## Directions
Return each line of the listing exactly, though without its images.

## Dataset content
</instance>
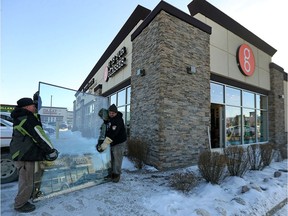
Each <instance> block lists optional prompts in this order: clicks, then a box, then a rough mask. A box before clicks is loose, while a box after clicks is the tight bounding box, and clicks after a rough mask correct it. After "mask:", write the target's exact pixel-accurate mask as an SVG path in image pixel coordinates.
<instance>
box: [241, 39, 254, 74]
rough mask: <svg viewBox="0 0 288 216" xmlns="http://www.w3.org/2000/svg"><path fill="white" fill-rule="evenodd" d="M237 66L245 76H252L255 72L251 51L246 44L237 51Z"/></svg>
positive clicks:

## Solution
</instance>
Each <instance> block lists optional prompts in this order: clicks, then a box, then a rough mask. A box before clicks is loose, while a box after clicks is the tight bounding box, and clicks after a rough mask correct it. After "mask:", write the target's exact pixel-accurate mask as an SVG path in image pixel coordinates.
<instance>
box: [241, 39, 254, 74]
rough mask: <svg viewBox="0 0 288 216" xmlns="http://www.w3.org/2000/svg"><path fill="white" fill-rule="evenodd" d="M237 66L245 76H252L255 72L251 51L246 44L237 51Z"/></svg>
positive clicks:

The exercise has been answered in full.